## Passage to read

>> BEGIN

Digital Marketplaces Unleashed
Page 85
An important challenge to be further explored are the issues of analysis, scalability, transparency and quality assurance of systems that continuously drive their decisions based on statistical estimates and runtime data. In the following two Sections, we will discuss our approaches and ideas in this direction.
55.3 Get to Know Your Software: Non‐Functional Requirements for Adaptive Systems
In the previous Section, we discussed how to shift some activities traditionally placed in the design time of the software development process towards runtime. We showed how planning can be used to make a software product adhere to specified functional requirements during runtime. However, software development is also concerned with non‐functional requirements (NFRs), i. e., properties like performance, scalability or robustness, the fulfillment of which can be just as crucial to many software applications.
55.3.1 NFR Assessment
In the traditional software development process, non‐functional requirements are assessed on a per‐domain basis by respective experts. For example, for a web shop application, performance can be defined as the average time‐to‐respond to requests on the web shop’s site or the maximum load of users the web shop can serve at the same time. For factory automation software, performance might be defined as the throughput of parts that can be achieved or as the maximum time it takes to employ a desired change of production in the factory setup. Even in these quickly sketched examples it becomes clear that there often is an intricate trade‐off between multiple non‐functional requirements: A factory may be able to improve its reaction time to changes by keeping a relatively large amount of equipment in a state of stand‐by; but this decision may in turn diminish the throughput the factory is able to provide when no change is required at all.
Thus, even though non‐functional properties are often sufficiently general in their definition so that they apply to a wide array of systems built for various different functional purposes, the exact measurements of interest need to be suitably engineered to match the problem at hand [8]. To this aim, the product owner (or whoever is responsible for the requirement specification in the employed development process) typically defines a series of use cases related to non‐functional properties. These could read like this: “When 50 or less users are putting an order into the web shop at the same time, the maximum response time for the server to any of these users must be at most 500 milliseconds.” (Performance)
“When orders to the smart factory have not changed for more than one hour, the throughput should be at least 100 items per hour.” (Performance)
“When a machine in the smart factory crashes, it should take at most 15 min for the factory to reconfigure so that the faulty machine is compensated for.” (Robustness)
As the number of specific use cases increases, it becomes increasingly probable that there exist situations where conflicts between different requirements may arise. A prioritization of the defined use cases is thus an intrinsic part of a specification of non‐functional requirements.
In today’s software, these kinds of engineering decisions are made by experienced developers with detailed knowledge of the working domain of the software and the likeliness of various environmental events and thereby resulting adaptations. In future software applications, like industry 4.0 setups, e. g., decisions of similar magnitude may be imposed onto some online adaptation mechanism: As intelligent software may deem it necessary to re‐organize a smart factory’s configuration to respect a change in functional requirements, the importance and meaning of several non‐functional requirements defined for the previous system configuration may change significantly. As a consequence, the process of NFR engineering, i. e., ensuring the fulfillment of non‐functional requirements, needs to be performed at runtime or–more specifically–any time autonomous adaptation may occur.

>> END

Please write the next part of the passage on non-functional requirements for adaptive software, picking up after its final sentence.

## Information supplied

>> BEGIN

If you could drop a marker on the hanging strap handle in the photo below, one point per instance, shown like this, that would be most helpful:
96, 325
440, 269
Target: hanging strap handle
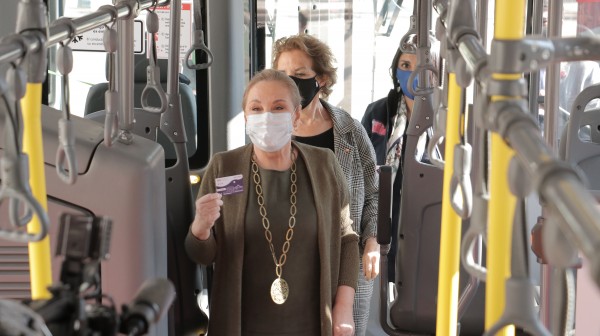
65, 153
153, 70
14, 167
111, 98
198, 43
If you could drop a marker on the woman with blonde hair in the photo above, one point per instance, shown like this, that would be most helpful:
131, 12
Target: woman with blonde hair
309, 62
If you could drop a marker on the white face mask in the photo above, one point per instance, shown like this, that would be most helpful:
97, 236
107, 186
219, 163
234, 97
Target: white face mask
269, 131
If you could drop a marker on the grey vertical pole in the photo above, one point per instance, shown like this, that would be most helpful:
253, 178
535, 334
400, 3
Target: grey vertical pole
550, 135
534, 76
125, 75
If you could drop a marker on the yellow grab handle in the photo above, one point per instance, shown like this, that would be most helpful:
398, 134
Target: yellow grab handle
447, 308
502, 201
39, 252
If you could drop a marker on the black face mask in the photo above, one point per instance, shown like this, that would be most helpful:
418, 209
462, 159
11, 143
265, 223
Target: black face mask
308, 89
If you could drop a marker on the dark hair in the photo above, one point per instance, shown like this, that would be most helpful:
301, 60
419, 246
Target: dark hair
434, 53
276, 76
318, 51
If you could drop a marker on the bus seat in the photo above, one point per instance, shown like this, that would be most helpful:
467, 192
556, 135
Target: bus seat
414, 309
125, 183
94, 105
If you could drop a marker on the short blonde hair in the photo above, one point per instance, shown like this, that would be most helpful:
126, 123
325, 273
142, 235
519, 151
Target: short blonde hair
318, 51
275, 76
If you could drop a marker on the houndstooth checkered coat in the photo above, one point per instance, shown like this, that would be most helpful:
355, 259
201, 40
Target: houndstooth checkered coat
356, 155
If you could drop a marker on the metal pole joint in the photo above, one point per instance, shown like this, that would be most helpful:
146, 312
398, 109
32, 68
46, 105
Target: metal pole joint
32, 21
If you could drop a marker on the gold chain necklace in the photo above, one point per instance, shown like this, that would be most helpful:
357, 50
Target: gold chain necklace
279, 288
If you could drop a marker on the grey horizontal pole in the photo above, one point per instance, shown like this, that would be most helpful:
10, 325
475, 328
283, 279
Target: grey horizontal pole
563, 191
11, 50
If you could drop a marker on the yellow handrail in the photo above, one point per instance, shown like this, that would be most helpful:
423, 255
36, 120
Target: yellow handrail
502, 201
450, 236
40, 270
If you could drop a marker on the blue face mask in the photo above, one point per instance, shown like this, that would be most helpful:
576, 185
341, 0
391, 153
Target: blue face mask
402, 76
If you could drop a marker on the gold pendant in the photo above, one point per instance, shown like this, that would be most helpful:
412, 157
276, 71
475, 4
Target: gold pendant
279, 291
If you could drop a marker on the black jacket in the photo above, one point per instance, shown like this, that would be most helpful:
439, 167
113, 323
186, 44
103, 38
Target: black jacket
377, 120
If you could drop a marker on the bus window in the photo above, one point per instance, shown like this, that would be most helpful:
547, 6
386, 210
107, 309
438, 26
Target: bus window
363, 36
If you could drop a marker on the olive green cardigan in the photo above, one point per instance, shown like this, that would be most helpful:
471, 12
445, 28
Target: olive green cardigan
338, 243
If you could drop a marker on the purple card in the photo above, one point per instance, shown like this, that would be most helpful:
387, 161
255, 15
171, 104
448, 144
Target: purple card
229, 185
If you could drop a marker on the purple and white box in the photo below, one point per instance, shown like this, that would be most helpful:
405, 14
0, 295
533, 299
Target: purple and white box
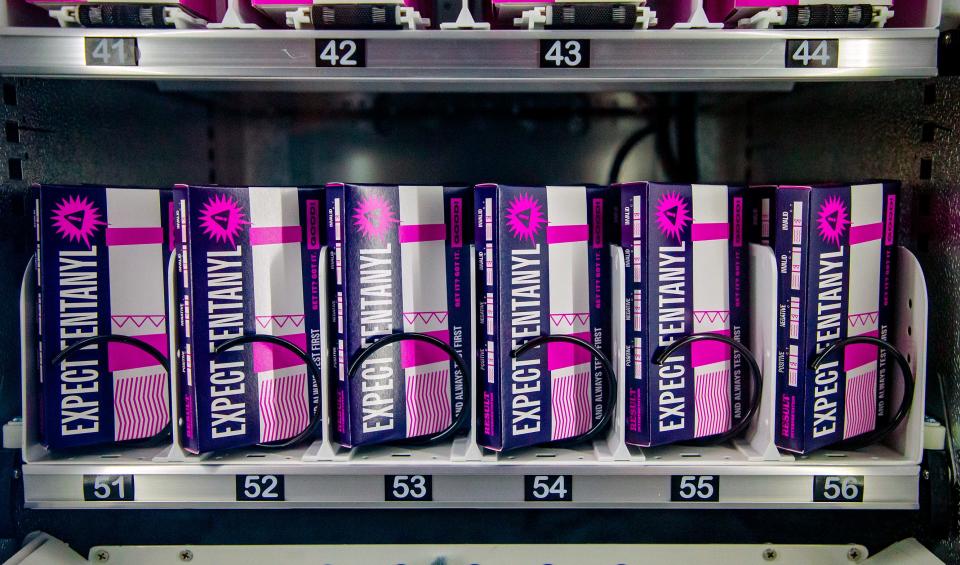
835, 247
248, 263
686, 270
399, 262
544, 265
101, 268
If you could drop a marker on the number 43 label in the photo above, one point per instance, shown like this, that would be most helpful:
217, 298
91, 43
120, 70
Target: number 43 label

>> END

## Task output
55.3.2 Building Models for NFRs
This argument presupposes a strong form of adaptation which may among other things introduce structural changes to the system and may be based on goal changes completely unpredicted at design time. For simpler systems, which can only make very limited decisions, i. e., adapt in few dimensions statically specified at design time, it is often possible to prove NFR properties statically at design time by simply iterating over all possible system configurations that may occur. In this case, NFR engineering can also be performed quite similarly to how it is executed for classical, non‐adaptive systems. However, for modern applications like industry 4.0 settings, checking against all possible configurations a system may adopt during its runtime is not feasible.
Nonetheless, any small change in a system’s configuration may have a detrimental impact on non‐functional properties. Thus, for any configuration in the decision space of the autonomous software and for every NFR of interest for the system under test, we can get a different point of measurement when assessing to what degree a specific NFR is fulfilled for a given configuration of the system. When performing autonomous adaptation in the system under test, we thus need to consider that every small adaptive change can also cause our NFR measurements to yield different values. The resulting relation between system changes and consequential degree of NFR fulfillment is also called the NFR landscape of a given system.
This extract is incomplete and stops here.